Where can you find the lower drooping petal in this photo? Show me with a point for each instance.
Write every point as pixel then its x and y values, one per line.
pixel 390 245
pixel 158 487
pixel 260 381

# Exercise task
Copy the records above word for word, line by line, with nothing changed.

# Worked answer
Where can you find the lower drooping petal in this photo? Show me with a point for each instance.
Write every point as pixel then its x and y values, one per line.
pixel 390 245
pixel 158 487
pixel 260 381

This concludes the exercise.